Activity: Transcribe every line of the entries exactly.

Referring expression data:
━━━━━━━━━━━━━━━━

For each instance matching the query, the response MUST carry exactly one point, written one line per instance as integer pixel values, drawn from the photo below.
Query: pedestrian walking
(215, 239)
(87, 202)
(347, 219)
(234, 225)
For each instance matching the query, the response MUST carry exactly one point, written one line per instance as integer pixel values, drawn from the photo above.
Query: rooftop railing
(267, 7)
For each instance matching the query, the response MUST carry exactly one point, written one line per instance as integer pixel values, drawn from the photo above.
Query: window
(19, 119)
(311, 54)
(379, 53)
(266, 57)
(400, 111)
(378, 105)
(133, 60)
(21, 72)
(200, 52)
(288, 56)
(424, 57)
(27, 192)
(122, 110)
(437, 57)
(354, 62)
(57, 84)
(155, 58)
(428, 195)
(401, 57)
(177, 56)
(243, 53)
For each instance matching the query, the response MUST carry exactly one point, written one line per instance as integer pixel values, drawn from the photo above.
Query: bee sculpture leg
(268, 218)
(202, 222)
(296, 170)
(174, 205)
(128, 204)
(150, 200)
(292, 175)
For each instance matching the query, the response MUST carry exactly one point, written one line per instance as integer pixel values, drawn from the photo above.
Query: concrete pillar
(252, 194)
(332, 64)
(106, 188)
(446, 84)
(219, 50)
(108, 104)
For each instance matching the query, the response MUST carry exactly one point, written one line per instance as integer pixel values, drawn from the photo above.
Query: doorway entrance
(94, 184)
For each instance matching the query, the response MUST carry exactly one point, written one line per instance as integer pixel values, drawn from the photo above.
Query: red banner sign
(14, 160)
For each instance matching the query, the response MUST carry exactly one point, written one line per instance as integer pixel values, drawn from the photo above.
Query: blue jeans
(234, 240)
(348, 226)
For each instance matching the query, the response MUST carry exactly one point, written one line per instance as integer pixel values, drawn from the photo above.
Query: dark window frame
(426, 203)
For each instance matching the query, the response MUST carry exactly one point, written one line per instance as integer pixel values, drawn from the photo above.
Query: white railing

━━━━━━━━━━━━━━━━

Finished exercise:
For each instance matching the query, the response MUST carry exactly one point, written one line per instance as integer pixel values, drawn from the photo below.
Query: pedestrian walking
(215, 239)
(87, 202)
(347, 219)
(234, 225)
For each instance matching the query, the response MUST carry exactly one point, written one line per instance as integer pixel values, drawn from the photo above.
Query: rooftop railing
(267, 7)
For each instance matching the query, the response MUST carry exactly one point, written one line per instance as integer pixel values, drawn from the photo above.
Query: window
(19, 119)
(311, 54)
(379, 53)
(266, 57)
(400, 111)
(378, 105)
(133, 60)
(21, 72)
(200, 52)
(288, 56)
(424, 57)
(27, 192)
(122, 110)
(437, 57)
(354, 62)
(57, 84)
(155, 58)
(428, 195)
(401, 57)
(177, 56)
(243, 53)
For each instance matching the query, the response MUST carry exactly one point, written one line per instance as integer pixel values, drawn from the photo above.
Query: bee sculpture leg
(268, 218)
(202, 222)
(296, 170)
(174, 205)
(128, 204)
(150, 200)
(292, 175)
For each instance matching the query, the response MUST carry exactly one point, written one line per instance as integer pixel values, drawn from the photo above.
Query: concrete pillar
(252, 194)
(332, 64)
(106, 188)
(446, 84)
(219, 50)
(108, 104)
For each instance matching the query, the response MUST carry exactly one point, written one line per instance as integer pixel values, drawn from the photo above.
Query: doorway entrance
(94, 184)
For each instance matching the query, the response MUST carry exactly one point, written one line per instance as integer pixel values, drawn from the photo above.
Query: red banner sign
(14, 160)
For each instance matching the query, the response MUST carry exactly one point, written one line per instance as integer pixel values, drawn from the photo above.
Query: blue jeans
(234, 240)
(348, 226)
For each instance matching the query, the response MUST carry exactly one point, written one line per instance as integer pixel values, drawn from the photo above.
Query: dark window frame
(426, 203)
For each instance matching the query, the response MUST carry exactly one point, written one line per instance as integer pixel values, drawn from the photo above.
Query: white railing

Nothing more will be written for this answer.